List of tasks
• a. In the passage below on preparing synthetic waters, why was the background ionic strength held at 4.0 mM, made up of 1 mM NaCl and 3 mM MgCl₂? Answer in one to three sentences.
• b. Do these statements agree with the passage below on preparing synthetic waters? Answer yes or no for each, and quote the words of the passage that decide it.
(i) Two of the eight waters were hydrophobic and six were hydrophilic.
(ii) Hydrophilic DOC was defined by a SUVA above 4 L/(mmgC).
(iii) SUVA is the UV absorbance at 254 nm divided by the DOC concentration.

Quoted text
>>

2.2.3. Preparation of Synthetic Waters

To investigate the effect of organic ligands on colloidal stability and the coagulation efficiency of ZnO NPs and Zn²⁺, eight synthetic waters (S1–S8) with different DOC types and concentrations were synthetically prepared in the lab. The chemical characteristic of the raw water, i.e., specific ultraviolet absorbance (SUVA), is a significant indicator for defining the hydrophobicity/hydrophilicity and aromatic content of organic matter. Moreover, it also reflects a better reactivity of organic compounds present in waters towards removal by coagulation. It can be defined as the UV absorbance at 254 nm measured in (1/cm) divided by the DOC concentration measured in (mg/L). Therefore, the characteristics of hydrophobic and hydrophilic DOC were based on SUVA > 4 L/(mmgC) and < 3 L/(mmgC), respectively. In addition, the range of DOC concentration varied based on literature from low (1–2 mg C/L), moderate (2–3 mg C/L), and moderate-high (6 mg C/L) [31,32]. Based on the DOC values, two hydrophobic and six hydrophilic waters were prepared. The background ionic strength (IS) was controlled at 4.0 mM (1 mM IS NaCl, and 3 mM IS MgCl₂) to simulate moderately-hard water. The synthetic waters detail composition is presented in

Table 1. The composition of the synthetically prepared waters.

DOC		Various Parameters of Synthetic Waters
Type	Concentration	Ligand Type & Water Code		DOC (mg C/L)	UV254nm (1/cm)	SUVA (L/(mmg))	Turbidity (NTU)	EC (µS/cm)
Hydrophilic SUVA < 3	Low-Moderate (ca. < 2 mg C/L)	SA	S1	1.62	0.017	1.04	1.05	158
		L-cys	S2	1.60	0.015	0.93	1.12	161
Hydrophilic SUVA < 3	Moderate (ca. 2–3 mg C/L)	SA	S3	2.69	0.035	1.30	1.21	375
		L-cys	S4	2.65	0.031	1.17	1.17	371
Hydrophobic SUVA > 4		HA	S5	2.58	0.195	7.55	5.06	378
Hydrophilic SUVA < 3	Moderate-high (ca. 6 mg C/L)	SA	S6	6.31	0.045	0.71	1.16	383
		L-cys	S7	6.18	0.037	0.60	1.20	382
Hydrophobic SUVA > 4		HA	S8	5.92	0.510	8.61	9.80	388

.

<<

Record excerpts

>>

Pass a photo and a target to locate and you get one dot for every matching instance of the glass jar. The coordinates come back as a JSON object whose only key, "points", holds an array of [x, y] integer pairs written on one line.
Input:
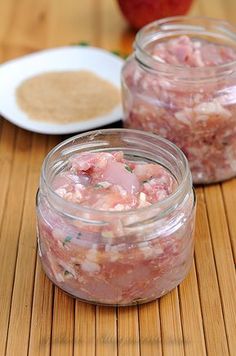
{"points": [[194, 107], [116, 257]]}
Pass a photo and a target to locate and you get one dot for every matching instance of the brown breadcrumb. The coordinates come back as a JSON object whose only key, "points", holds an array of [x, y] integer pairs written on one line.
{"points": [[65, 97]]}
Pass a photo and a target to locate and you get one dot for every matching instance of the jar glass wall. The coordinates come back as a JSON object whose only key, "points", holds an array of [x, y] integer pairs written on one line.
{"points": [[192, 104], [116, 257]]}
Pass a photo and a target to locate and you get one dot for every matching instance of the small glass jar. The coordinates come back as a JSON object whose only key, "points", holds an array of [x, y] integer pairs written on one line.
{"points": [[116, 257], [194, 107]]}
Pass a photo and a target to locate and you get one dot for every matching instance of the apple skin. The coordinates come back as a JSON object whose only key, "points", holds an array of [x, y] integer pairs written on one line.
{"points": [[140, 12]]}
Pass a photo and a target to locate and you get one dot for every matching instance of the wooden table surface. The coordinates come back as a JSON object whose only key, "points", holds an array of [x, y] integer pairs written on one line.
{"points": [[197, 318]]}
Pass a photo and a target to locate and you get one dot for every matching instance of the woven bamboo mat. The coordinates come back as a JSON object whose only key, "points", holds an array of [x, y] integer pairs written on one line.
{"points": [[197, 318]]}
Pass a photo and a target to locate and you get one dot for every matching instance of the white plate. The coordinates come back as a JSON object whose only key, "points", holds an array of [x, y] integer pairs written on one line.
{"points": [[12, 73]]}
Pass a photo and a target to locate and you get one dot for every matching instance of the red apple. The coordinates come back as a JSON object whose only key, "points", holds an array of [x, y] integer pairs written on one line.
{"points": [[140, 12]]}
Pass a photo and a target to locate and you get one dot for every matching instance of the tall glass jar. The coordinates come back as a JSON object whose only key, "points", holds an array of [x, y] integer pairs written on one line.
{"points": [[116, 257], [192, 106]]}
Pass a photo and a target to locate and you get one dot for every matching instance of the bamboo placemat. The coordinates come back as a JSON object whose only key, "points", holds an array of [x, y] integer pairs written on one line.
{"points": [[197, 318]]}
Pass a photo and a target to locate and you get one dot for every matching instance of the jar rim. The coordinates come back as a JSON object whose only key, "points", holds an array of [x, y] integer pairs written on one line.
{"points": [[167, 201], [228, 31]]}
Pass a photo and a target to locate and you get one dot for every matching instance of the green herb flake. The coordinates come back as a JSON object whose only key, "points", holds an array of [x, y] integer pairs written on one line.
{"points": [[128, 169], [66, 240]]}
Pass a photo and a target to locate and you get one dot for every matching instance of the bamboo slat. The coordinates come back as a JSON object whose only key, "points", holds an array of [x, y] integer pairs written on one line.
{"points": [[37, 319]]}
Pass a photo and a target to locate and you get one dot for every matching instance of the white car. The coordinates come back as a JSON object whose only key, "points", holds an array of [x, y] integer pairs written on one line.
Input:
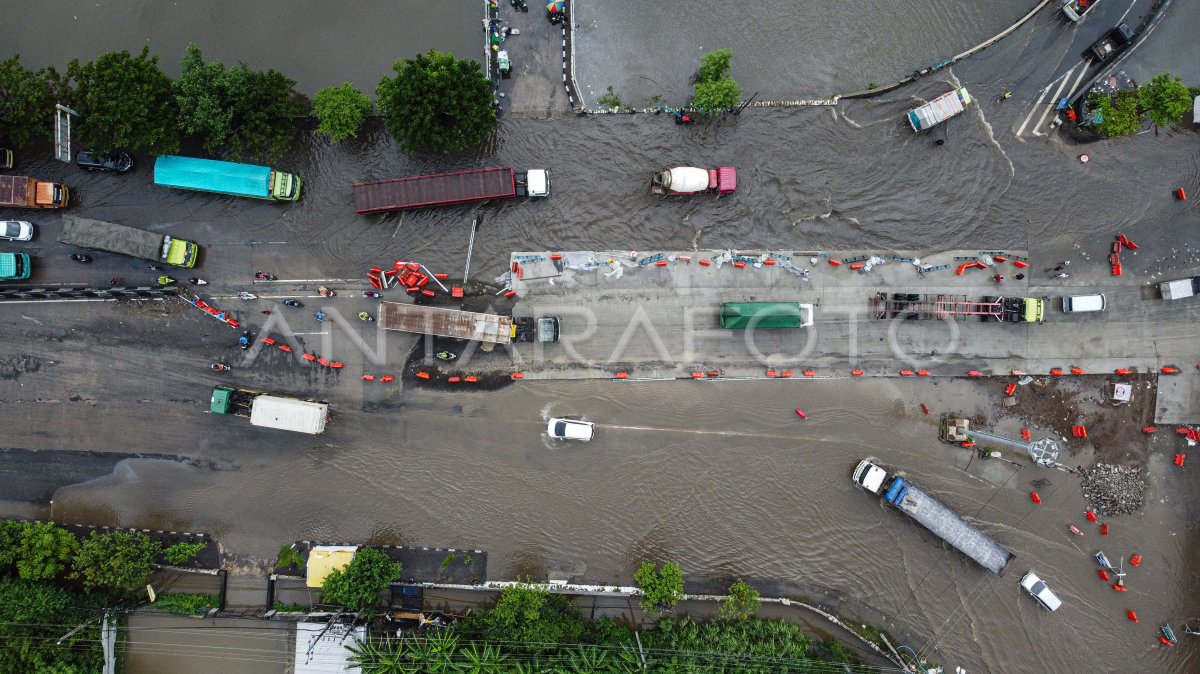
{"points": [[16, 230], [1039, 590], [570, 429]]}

<<

Completed exercise
• a. The background ionic strength was held at 4.0 mM to simulate moderately-hard water.

• b.
(i) Yes: "two hydrophobic and six hydrophilic waters were prepared"
(ii) No: "the characteristics of hydrophobic and hydrophilic DOC were based on SUVA > 4 L/(mmgC) and < 3 L/(mmgC), respectively"
(iii) Yes: "the UV absorbance at 254 nm measured in (1/cm) divided by the DOC concentration measured in (mg/L)"